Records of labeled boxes
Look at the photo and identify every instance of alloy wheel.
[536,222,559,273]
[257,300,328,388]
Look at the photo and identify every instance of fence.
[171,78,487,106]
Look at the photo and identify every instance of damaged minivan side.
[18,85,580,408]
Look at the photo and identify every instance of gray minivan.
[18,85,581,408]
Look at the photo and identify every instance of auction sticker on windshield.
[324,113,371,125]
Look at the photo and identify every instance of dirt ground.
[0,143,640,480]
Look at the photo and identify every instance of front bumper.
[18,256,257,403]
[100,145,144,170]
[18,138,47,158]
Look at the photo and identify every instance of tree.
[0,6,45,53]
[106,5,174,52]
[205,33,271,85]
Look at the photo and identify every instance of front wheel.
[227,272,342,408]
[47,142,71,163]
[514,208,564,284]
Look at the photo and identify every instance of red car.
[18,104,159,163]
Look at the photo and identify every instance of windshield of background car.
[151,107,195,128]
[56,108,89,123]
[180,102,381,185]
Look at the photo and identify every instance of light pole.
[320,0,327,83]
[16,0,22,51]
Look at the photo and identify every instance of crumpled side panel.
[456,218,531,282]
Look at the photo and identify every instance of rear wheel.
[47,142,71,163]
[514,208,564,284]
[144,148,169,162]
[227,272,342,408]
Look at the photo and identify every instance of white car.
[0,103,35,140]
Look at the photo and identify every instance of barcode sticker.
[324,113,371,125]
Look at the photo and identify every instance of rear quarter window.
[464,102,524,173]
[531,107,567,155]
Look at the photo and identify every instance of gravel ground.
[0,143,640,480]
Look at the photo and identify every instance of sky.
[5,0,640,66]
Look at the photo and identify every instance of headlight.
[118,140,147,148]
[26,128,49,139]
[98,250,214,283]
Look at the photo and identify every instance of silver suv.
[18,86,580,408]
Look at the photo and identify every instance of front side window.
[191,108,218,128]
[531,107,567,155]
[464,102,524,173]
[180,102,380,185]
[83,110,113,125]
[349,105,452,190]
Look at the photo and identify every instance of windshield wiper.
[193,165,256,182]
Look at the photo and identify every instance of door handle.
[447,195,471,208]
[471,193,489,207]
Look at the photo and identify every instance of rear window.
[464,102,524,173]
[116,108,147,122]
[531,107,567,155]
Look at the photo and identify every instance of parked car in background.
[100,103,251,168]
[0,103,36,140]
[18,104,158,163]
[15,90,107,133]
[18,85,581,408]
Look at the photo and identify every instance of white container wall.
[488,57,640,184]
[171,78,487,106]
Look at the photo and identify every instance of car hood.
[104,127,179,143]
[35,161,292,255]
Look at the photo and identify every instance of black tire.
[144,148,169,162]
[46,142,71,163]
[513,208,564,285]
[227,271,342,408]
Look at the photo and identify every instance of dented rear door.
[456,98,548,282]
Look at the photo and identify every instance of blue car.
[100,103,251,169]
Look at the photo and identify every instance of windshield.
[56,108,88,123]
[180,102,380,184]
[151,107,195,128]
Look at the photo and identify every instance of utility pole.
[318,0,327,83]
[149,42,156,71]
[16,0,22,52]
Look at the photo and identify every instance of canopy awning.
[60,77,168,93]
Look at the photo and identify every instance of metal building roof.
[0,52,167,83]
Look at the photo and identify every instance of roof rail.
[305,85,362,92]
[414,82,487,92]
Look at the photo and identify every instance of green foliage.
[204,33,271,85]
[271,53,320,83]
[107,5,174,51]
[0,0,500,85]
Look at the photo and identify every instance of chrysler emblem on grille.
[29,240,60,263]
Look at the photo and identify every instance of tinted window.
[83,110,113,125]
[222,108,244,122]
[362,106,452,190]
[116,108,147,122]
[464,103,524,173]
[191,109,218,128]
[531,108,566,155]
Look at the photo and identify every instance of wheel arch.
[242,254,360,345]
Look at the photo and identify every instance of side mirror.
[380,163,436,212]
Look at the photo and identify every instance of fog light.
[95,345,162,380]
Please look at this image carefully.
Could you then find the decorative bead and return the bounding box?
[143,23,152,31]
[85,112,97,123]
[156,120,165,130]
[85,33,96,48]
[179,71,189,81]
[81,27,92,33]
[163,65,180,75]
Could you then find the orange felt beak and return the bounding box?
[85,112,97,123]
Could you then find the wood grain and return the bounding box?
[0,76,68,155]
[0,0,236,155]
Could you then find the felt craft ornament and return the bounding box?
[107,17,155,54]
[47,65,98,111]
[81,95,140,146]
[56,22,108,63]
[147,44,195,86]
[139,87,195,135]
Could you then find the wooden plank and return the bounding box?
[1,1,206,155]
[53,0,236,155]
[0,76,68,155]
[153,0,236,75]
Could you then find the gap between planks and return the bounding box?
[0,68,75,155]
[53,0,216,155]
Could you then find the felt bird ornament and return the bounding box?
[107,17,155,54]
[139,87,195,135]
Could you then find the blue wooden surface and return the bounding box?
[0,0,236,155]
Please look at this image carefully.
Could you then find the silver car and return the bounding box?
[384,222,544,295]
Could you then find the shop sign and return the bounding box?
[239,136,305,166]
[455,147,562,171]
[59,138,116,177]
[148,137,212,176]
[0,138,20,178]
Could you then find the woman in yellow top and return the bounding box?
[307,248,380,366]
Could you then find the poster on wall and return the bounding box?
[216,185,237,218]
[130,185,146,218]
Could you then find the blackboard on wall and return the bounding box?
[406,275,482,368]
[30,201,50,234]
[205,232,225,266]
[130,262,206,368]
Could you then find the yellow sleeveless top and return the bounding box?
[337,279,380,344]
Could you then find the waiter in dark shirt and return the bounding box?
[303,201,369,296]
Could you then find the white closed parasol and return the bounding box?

**Work to do**
Starting at the line of the listing that contains "Look at the photo and identify every instance of fence." and stopping after the line that contains "[180,102,381,185]", write out every line again, requests included, with each bounding-box coordinate offset by adding 8.

**Written reply**
Look at the photo and identify every instance of fence.
[179,86,495,114]
Look at the photo and identify every instance of damaged minivan side.
[26,93,588,416]
Look at the photo and identify every instance of gray minivan.
[26,93,589,416]
Look at the photo and identify every instance of auction sticker on windshield.
[332,121,379,133]
Look at the photo and identify every instance of dirt ground.
[8,151,648,488]
Look at the photo and identify every instance of front bumper.
[26,264,265,411]
[108,153,152,178]
[26,146,55,166]
Look at the photo and identify every instance of tree.
[8,14,53,61]
[114,13,182,60]
[213,41,279,93]
Look at the photo and identify every instance of front wheel.
[235,280,350,416]
[55,150,79,171]
[522,216,572,292]
Look at the photo and identify every instance of red car.
[26,112,167,171]
Look at the photo and identify every instance of windshield of background car.
[159,115,203,136]
[64,116,97,131]
[188,110,389,193]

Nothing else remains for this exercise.